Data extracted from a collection
+===+

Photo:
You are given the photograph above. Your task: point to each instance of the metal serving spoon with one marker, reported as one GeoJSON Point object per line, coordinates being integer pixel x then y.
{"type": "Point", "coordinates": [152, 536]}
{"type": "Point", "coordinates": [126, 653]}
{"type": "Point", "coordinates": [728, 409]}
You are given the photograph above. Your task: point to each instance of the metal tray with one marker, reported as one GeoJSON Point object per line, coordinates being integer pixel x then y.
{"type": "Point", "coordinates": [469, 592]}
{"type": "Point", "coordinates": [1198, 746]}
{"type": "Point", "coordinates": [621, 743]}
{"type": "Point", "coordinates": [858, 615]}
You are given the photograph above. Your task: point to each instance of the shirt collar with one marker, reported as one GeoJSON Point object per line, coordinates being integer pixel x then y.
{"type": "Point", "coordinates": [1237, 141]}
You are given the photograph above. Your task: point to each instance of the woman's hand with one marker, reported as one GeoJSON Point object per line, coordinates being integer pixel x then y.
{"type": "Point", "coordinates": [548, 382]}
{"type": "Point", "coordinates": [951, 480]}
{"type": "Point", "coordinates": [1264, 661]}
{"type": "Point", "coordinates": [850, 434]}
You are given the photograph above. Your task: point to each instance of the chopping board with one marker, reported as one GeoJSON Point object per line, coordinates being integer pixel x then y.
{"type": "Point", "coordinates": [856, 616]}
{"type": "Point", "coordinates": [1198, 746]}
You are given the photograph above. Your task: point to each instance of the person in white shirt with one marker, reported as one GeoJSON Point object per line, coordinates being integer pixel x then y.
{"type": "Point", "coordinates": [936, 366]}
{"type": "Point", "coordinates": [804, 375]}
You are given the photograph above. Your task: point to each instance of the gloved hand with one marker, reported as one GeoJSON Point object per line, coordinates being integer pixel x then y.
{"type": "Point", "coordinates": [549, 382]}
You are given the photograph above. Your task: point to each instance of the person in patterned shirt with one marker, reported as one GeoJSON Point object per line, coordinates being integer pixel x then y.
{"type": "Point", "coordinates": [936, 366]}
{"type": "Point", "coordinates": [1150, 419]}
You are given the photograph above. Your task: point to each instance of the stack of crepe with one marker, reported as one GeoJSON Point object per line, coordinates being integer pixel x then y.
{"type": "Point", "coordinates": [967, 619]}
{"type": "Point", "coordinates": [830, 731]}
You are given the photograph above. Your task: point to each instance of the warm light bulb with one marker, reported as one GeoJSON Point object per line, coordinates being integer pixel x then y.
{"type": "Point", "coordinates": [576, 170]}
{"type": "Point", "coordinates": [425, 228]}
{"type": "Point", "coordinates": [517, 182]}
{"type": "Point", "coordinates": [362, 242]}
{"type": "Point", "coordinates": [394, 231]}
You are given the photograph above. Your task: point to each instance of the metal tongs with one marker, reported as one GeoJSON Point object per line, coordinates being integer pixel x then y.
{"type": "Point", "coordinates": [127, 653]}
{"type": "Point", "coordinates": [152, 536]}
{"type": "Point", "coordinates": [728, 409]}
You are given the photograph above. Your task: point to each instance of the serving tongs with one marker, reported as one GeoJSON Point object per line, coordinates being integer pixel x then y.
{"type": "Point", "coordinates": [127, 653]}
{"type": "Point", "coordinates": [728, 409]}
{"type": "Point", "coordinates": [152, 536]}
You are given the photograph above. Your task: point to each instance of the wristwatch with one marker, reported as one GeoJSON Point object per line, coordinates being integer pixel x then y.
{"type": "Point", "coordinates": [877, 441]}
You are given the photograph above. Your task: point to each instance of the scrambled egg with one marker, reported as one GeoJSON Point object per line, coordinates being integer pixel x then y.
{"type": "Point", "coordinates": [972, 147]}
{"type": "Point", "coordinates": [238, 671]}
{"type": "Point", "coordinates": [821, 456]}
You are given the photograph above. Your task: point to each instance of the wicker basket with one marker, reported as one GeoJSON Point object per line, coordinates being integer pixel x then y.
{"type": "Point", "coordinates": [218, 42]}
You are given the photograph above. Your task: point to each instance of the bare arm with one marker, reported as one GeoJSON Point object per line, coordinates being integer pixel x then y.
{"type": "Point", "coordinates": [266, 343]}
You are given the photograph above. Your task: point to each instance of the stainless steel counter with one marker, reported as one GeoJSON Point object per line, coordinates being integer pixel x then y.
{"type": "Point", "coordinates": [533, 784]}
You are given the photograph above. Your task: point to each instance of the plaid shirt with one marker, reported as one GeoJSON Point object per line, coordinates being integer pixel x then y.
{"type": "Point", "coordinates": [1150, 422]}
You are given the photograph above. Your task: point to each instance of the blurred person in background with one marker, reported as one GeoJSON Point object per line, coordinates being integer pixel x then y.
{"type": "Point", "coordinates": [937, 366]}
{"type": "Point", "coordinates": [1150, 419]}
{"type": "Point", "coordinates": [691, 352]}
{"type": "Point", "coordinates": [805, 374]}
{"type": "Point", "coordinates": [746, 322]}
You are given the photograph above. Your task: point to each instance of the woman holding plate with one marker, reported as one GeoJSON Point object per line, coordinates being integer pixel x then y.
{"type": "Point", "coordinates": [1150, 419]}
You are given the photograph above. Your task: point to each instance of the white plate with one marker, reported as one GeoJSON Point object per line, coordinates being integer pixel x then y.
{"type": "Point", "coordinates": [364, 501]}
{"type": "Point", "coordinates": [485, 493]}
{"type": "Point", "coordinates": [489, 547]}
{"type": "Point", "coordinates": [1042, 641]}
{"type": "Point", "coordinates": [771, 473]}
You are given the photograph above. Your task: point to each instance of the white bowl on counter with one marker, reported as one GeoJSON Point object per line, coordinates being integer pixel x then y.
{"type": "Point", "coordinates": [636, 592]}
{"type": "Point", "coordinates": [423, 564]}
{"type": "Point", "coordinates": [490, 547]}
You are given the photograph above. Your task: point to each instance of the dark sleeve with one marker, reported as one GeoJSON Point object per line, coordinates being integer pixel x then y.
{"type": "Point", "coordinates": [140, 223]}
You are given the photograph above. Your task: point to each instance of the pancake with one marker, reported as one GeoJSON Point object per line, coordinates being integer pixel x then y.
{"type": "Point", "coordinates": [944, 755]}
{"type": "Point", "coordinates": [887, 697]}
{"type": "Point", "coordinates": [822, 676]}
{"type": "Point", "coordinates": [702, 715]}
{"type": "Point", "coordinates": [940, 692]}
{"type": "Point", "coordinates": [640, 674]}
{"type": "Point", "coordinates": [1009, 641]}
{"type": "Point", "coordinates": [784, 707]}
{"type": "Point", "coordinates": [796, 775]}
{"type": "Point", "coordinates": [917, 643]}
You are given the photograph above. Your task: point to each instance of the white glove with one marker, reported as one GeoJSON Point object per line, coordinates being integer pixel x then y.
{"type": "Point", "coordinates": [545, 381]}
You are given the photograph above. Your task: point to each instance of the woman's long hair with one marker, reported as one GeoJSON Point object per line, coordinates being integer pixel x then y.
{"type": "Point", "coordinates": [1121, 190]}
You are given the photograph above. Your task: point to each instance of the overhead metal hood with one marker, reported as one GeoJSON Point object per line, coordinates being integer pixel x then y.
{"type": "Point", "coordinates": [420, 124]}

+===+

**WORK TASK**
Reproduce the data verbatim, line for line.

**RESULT OF THIS TASK**
Photo:
You are given the photograph above. Your task: point to each instance of the metal serving spoon with one marker, reported as one GeoJSON Point object per line, coordinates being integer pixel x then y.
{"type": "Point", "coordinates": [152, 536]}
{"type": "Point", "coordinates": [126, 653]}
{"type": "Point", "coordinates": [728, 409]}
You are given the photograph above. Your task: point to each instance of the metal tray with one marker, reported as one GeoJSON Point object per line, coordinates being integer pixel x then y.
{"type": "Point", "coordinates": [469, 592]}
{"type": "Point", "coordinates": [1198, 746]}
{"type": "Point", "coordinates": [621, 743]}
{"type": "Point", "coordinates": [858, 615]}
You are given the photograph above. Your task: point to each instance of the shirt collar with one marker, reported as one GeoJSON Point object per line, coordinates being integer pixel x then y.
{"type": "Point", "coordinates": [1237, 141]}
You are given the photograph above. Your task: point to each instance of the woman's hand with one marker, reported as one GeoJSON Point object per line, coordinates being integer pixel x then y.
{"type": "Point", "coordinates": [548, 382]}
{"type": "Point", "coordinates": [951, 480]}
{"type": "Point", "coordinates": [1264, 661]}
{"type": "Point", "coordinates": [850, 434]}
You are given the photograph above. Your task: point to each instance of the chopping board with one marker, reported as one GeoJSON Point object per line, coordinates being integer pixel x then y.
{"type": "Point", "coordinates": [856, 616]}
{"type": "Point", "coordinates": [1198, 746]}
You are given the photograph above. Your task: point to each instance of the person in white shirt with one marker, reported as one GeoJSON Point object per line, coordinates being integer pixel x then y.
{"type": "Point", "coordinates": [936, 366]}
{"type": "Point", "coordinates": [804, 375]}
You are given the photograph above. Your task: point to each instance of the gloved hand with one marker, reported as one GeoJSON Point object per line, coordinates being integer pixel x then y.
{"type": "Point", "coordinates": [549, 382]}
You are given the photograph above. Your task: point to each instance of the person in patterned shirt with one marker, reported as one GeoJSON Point object per line, coordinates being integer pixel x then y.
{"type": "Point", "coordinates": [936, 366]}
{"type": "Point", "coordinates": [1150, 419]}
You are given the photograph above. Your task: point to each instance of the stack of crepe with one marker, reported as one GeoJSON Point object per line, coordinates being integer pixel x then y.
{"type": "Point", "coordinates": [967, 619]}
{"type": "Point", "coordinates": [830, 731]}
You are given the photograph above. Your task: point to each instance of the warm light bulb with one marker, reported as one GeoJSON Point object per line, coordinates being integer pixel x then y.
{"type": "Point", "coordinates": [576, 170]}
{"type": "Point", "coordinates": [425, 228]}
{"type": "Point", "coordinates": [517, 182]}
{"type": "Point", "coordinates": [362, 242]}
{"type": "Point", "coordinates": [394, 231]}
You are given the photograph above. Your task: point to each instance of the metal tongs with one marker, reported as one GeoJSON Point object per line, coordinates being integer pixel x then y.
{"type": "Point", "coordinates": [127, 653]}
{"type": "Point", "coordinates": [152, 536]}
{"type": "Point", "coordinates": [728, 409]}
You are given the photograph above. Your task: point to each instance of the serving tongs with one marker, reported as one GeoJSON Point object per line, coordinates being integer pixel x then y.
{"type": "Point", "coordinates": [127, 653]}
{"type": "Point", "coordinates": [728, 409]}
{"type": "Point", "coordinates": [152, 536]}
You are given the photograph above. Your task: point to each instance of the wristwatch with one marker, reported as one GeoJSON Point object per line, coordinates being integer pixel x then y.
{"type": "Point", "coordinates": [877, 441]}
You are given the photograph above. Your task: point to each instance of the scrambled egg with one marker, reported as one GeoJSON Point object per line, coordinates being integer pixel x then y.
{"type": "Point", "coordinates": [972, 147]}
{"type": "Point", "coordinates": [238, 671]}
{"type": "Point", "coordinates": [821, 456]}
You are given the photograph above. Your task: point to each instance of the wicker basket with one marker, reported as one GeoJSON Point object per line, coordinates being integer pixel x then y.
{"type": "Point", "coordinates": [218, 42]}
You are given the photograph above. Your task: point to each instance of the bare arm with one marker, reported as one GeoJSON Point object per line, coordinates being integer pixel x then y.
{"type": "Point", "coordinates": [266, 343]}
You are given the photograph above. Your task: point to each instance of the stainless steel counter with one marker, reported as one GeoJSON Point object per line, coordinates being integer pixel x then y.
{"type": "Point", "coordinates": [533, 784]}
You are given the photograph above. Your task: point to each instance of the plaid shirt with one marker, reported as one GeoJSON Point object per line, coordinates being integer pixel x then y.
{"type": "Point", "coordinates": [1150, 422]}
You are given the photograph above. Your task: point to each instance of the blurred person in background with one marker, reported as one GeoJSON Point object per line, coordinates being integer pixel x then y.
{"type": "Point", "coordinates": [937, 366]}
{"type": "Point", "coordinates": [1150, 419]}
{"type": "Point", "coordinates": [691, 352]}
{"type": "Point", "coordinates": [805, 374]}
{"type": "Point", "coordinates": [746, 322]}
You are given the photograph above. Your task: point to each instance of the woman holding plate with one marker, reported as one GeoJSON Point object per line, coordinates being integer pixel x then y.
{"type": "Point", "coordinates": [1150, 419]}
You are given the photograph above. Your task: point to each instance of the white plate with one marker, reported as one GeoJSON Point object per line, coordinates being integer pixel x then y.
{"type": "Point", "coordinates": [364, 501]}
{"type": "Point", "coordinates": [485, 493]}
{"type": "Point", "coordinates": [489, 547]}
{"type": "Point", "coordinates": [1042, 641]}
{"type": "Point", "coordinates": [771, 473]}
You are given the photograph above. Your task: point to each instance of the white bowl on counter with one marker, reported as one GeoJSON Point object per line, coordinates being integer pixel x then y.
{"type": "Point", "coordinates": [636, 592]}
{"type": "Point", "coordinates": [423, 564]}
{"type": "Point", "coordinates": [490, 547]}
You are given the photograph above. Your task: point to each instance of the dark sleeve with one marker, reported as one GeoJSON Point object per line, coordinates being integer pixel x then y.
{"type": "Point", "coordinates": [140, 223]}
You are given the photograph above. Your task: point to each instance of the pancake with one marker, reported as one GeoJSON Point object per line, coordinates being integer pixel x then y.
{"type": "Point", "coordinates": [944, 755]}
{"type": "Point", "coordinates": [887, 697]}
{"type": "Point", "coordinates": [822, 676]}
{"type": "Point", "coordinates": [702, 715]}
{"type": "Point", "coordinates": [940, 692]}
{"type": "Point", "coordinates": [640, 674]}
{"type": "Point", "coordinates": [1009, 641]}
{"type": "Point", "coordinates": [784, 707]}
{"type": "Point", "coordinates": [796, 775]}
{"type": "Point", "coordinates": [917, 643]}
You are given the photograph above. Your task: point to each instance of the white glove with one marker, reported as one GeoJSON Point object per line, coordinates being integer pixel x then y.
{"type": "Point", "coordinates": [545, 381]}
You are given the photograph above. Your task: point to each instance of the woman's long hair with one marker, reported as one GeoJSON Point object per line, coordinates being integer pixel x then y.
{"type": "Point", "coordinates": [1121, 190]}
You are given the photograph above. Your task: point to each instance of the overhead metal hood with one marker, reported as one GeoJSON Point object per line, coordinates being integer pixel x then y.
{"type": "Point", "coordinates": [420, 124]}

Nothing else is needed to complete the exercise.